PROVIDED DATA =
********
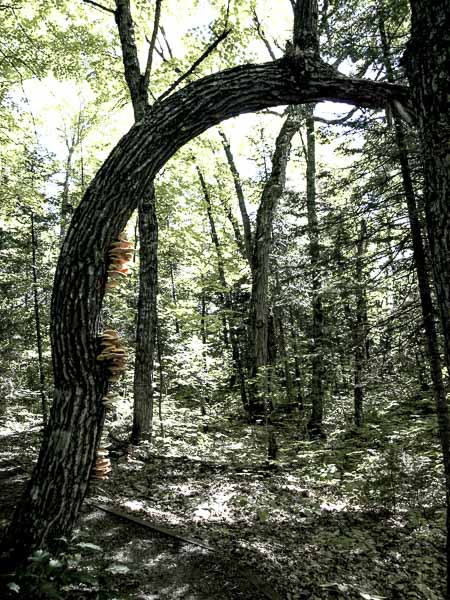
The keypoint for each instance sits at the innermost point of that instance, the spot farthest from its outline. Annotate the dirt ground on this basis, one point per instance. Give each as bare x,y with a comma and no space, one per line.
********
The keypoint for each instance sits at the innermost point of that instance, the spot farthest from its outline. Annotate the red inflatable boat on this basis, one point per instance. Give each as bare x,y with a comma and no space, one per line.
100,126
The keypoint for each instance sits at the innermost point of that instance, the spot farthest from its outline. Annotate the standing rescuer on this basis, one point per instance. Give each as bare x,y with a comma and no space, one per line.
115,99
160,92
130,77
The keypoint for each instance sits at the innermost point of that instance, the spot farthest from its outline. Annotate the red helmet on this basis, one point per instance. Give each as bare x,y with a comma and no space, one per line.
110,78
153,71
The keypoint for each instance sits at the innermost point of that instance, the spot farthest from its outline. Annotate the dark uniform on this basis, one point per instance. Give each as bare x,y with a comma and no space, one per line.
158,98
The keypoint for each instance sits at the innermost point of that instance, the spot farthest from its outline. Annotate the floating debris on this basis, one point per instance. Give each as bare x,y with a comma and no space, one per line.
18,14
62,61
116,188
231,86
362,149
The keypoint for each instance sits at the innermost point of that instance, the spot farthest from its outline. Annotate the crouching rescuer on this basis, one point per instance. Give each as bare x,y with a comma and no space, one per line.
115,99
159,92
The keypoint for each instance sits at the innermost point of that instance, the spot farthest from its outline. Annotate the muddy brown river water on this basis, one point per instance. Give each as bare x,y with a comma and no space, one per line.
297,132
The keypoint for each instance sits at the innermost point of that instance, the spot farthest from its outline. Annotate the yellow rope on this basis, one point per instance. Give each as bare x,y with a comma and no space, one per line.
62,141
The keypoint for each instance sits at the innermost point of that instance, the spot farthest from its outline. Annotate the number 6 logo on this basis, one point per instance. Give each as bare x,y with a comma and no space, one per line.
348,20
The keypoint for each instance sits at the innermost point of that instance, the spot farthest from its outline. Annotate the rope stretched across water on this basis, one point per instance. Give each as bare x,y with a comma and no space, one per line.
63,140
********
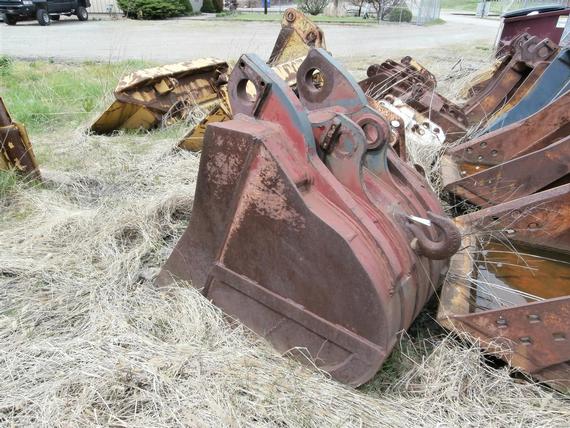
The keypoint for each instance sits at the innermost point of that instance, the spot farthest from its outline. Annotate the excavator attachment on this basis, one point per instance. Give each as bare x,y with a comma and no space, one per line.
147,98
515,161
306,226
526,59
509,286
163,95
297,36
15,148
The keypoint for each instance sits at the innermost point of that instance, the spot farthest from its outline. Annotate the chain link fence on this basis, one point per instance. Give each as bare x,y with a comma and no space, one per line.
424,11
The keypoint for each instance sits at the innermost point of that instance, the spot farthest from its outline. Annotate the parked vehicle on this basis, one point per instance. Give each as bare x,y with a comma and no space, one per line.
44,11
********
OBJECTIVE =
Pull out every line above that contains the word "rope" and list them.

THE ANSWER =
The keypoint for each instance sits at the innermost point of that instance, the spot farthest from its outline. Annotate the yellow rope on this basis, one point per instance. Give each as bare x,y with a comma and no space, one per line.
The keypoint for each instance sits at the innermost point of that instance, the spot farthest from its outline. Annotate the rope stretched across water on this basis, one point per instance. Give each as bare x,y with a comma and no space, one per line.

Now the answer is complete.